◆ **TAREAS PROPUESTAS**:
1) Según la cita de George Steiner en el fragmento seleccionado, ¿cuántas palabras bastan para comunicarse a través del planeta?
2) Resume el fragmento seleccionado en dos oraciones.
3) Indica si cada afirmación concuerda con el fragmento seleccionado: responde sí o no y cita literalmente las palabras del texto que lo deciden. (a) Steiner mantiene las conversaciones de su libro con Laure Adler. (b) El libro de Sartori se titula Un largo sábado. (c) Para Sartori, el problema es si internet producirá o no un crecimiento cultural.

----- FRAGMENTO SELECCIONADO -----

George Steiner lo advierte en Un largo sábado, su libro de conversaciones con Laure Adler: “La lengua se empobrece, bastan 34 palabras para comunicarse a través del planeta”, y añade que a raíz de ese empobrecimiento del lenguaje, a nuestro pensamiento le falta oxígeno. Y vale la pena preguntarse: ¿estamos frente a un nuevo idioma? ¿Frente a un lenguaje digital, global, alternativa del esperanto, que plantea resolver el laberinto de la torre de Babel, sin reglas ortográficas ni gramaticales?
Giovanni Sartori alertó ya en 1997, en su libro Homo videns. La sociedad teledirigida, sobre el fenómeno de los “cibernautas prácticos”, analfabetos culturales que tendrán la tentación de confundir la adquisición de información con una verdadera educación. “El problema –dijo– es si internet producirá o no un crecimiento cultural”.

----- ENTRADAS DE DATOS -----

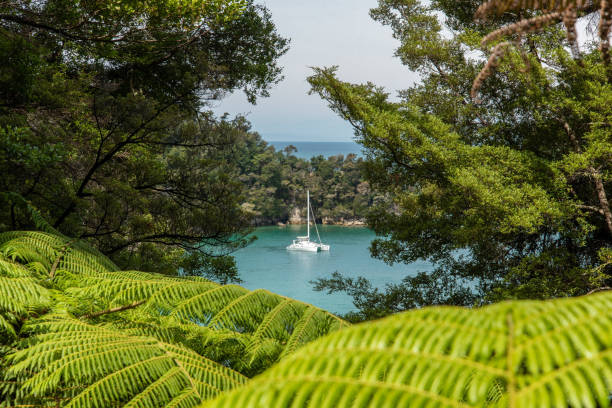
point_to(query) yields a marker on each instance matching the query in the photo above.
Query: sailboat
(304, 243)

-----
----- ENTRADAS DE DATOS -----

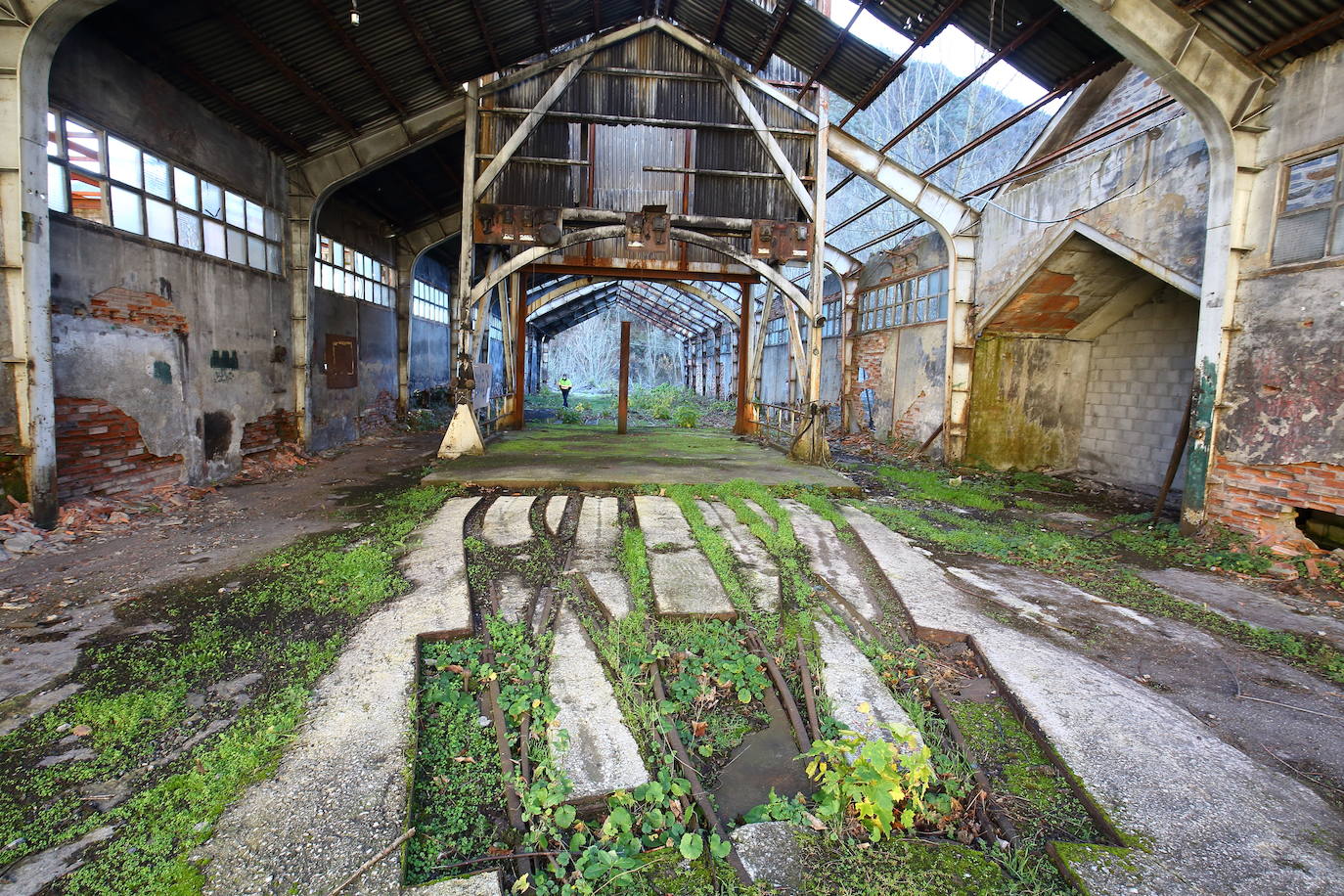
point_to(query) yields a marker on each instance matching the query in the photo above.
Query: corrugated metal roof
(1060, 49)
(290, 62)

-----

◆ **RESULTADOS ESPERADOS**:
1) Bastan 34 palabras.

2) George Steiner advierte en Un largo sábado que la lengua se empobrece y que, a raíz de ese empobrecimiento, a nuestro pensamiento le falta oxígeno. Giovanni Sartori alertó en 1997, en Homo videns, sobre los "cibernautas prácticos", analfabetos culturales que tendrán la tentación de confundir la adquisición de información con una verdadera educación.

3)
(a) Sí: "su libro de conversaciones con Laure Adler".
(b) No: "en su libro Homo videns. La sociedad teledirigida".
(c) Sí: "El problema –dijo– es si internet producirá o no un crecimiento cultural".